+++ PROVIDED DATA +++

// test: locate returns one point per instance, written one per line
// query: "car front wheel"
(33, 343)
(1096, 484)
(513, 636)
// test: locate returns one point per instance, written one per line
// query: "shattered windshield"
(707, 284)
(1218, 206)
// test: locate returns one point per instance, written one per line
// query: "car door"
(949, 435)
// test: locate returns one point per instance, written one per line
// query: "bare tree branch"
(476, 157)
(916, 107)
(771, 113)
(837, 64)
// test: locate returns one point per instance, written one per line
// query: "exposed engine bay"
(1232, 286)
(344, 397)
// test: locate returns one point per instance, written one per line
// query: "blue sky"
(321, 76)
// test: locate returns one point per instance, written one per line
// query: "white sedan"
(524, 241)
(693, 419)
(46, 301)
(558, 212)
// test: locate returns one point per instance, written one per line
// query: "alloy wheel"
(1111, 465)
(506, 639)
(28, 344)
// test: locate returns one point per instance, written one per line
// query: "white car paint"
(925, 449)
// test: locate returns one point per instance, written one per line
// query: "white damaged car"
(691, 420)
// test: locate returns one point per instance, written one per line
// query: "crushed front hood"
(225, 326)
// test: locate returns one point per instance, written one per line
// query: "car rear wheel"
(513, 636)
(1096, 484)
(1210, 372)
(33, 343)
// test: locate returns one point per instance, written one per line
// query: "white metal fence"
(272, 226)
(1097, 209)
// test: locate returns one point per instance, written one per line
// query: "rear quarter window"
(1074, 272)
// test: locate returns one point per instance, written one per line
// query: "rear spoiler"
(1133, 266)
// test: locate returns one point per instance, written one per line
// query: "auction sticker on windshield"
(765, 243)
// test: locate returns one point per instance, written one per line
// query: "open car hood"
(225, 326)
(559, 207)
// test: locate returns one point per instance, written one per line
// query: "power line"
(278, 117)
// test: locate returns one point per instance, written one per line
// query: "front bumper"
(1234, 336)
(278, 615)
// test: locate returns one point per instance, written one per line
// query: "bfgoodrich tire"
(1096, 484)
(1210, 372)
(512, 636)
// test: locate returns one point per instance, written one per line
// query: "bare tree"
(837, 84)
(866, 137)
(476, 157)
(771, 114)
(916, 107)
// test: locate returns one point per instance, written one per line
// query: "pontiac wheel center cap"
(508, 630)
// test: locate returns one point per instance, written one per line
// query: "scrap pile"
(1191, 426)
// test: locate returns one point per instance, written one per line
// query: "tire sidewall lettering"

+++

> _EXERCISE REQUIREMENTS_
The records given above are to be repeated in full, exactly.

> _RESULT_
// test: locate returns one point per instance, written one per line
// query: "car front wheel"
(33, 343)
(1096, 484)
(513, 636)
// test: locate returns one point per instance, written one per line
// query: "shattered windshield"
(707, 284)
(1218, 206)
// test: locate returns one point per instance, written one per line
// query: "car door"
(949, 435)
// test: locate returns one point per instance, written one per line
// query: "bare tree branch"
(476, 157)
(916, 107)
(771, 113)
(837, 64)
// test: locate returns one point per instance, written one per line
// query: "exposed engine bay"
(1232, 286)
(344, 397)
// test: locate returns one point per instance, written one per line
// query: "blue sky"
(321, 76)
// test: locate returns one point per instance, written one per line
// query: "white sedan"
(524, 241)
(693, 419)
(46, 301)
(558, 212)
// test: locate returns one point per instance, written one per line
// query: "alloy wheel"
(1111, 465)
(506, 639)
(28, 344)
// test: locate returns one point per instance, written one per line
// query: "white car paint"
(925, 449)
// test: locate returns one point per instance, written one per line
// query: "white damaged car"
(691, 420)
// test: locate returns one point per instance, written one per line
// query: "crushed front hood"
(225, 326)
// test: locate returns one point per instance, written one per line
// query: "car rear wheel"
(513, 636)
(1096, 484)
(1210, 372)
(33, 343)
// test: locate returns one point per instance, written one per line
// query: "white metal fence"
(272, 226)
(1097, 209)
// test: locate returns one point per instance, written one per line
// query: "rear quarter window"
(1074, 272)
// test: locate returns one point per instance, written one per line
// query: "rear spoiler"
(1133, 266)
// test: locate returns one point per instance, written one per line
// query: "auction sticker on windshield"
(765, 243)
// test: locate returns one point per instance, written one per line
// query: "open car hood"
(225, 326)
(559, 207)
// test: locate returns one point per instance, written one per line
// query: "power line"
(278, 117)
// test: locate returns one point per instance, written one per line
// query: "front bumper"
(1234, 336)
(278, 615)
// test: locate returns one point per instance, written one per line
// query: "bfgoodrich tire"
(1096, 484)
(1210, 372)
(512, 636)
// test: locate returns one point per instance, written one per line
// query: "bare tree"
(837, 84)
(866, 137)
(476, 157)
(771, 114)
(916, 107)
// test: locate returns one point per instance, written one per line
// query: "pontiac wheel center cap"
(508, 630)
// test: locate returns one point per instance, written one per line
// query: "scrap pile"
(1191, 426)
// test: locate returns one point per instance, written one per line
// query: "tire sidewall lettering"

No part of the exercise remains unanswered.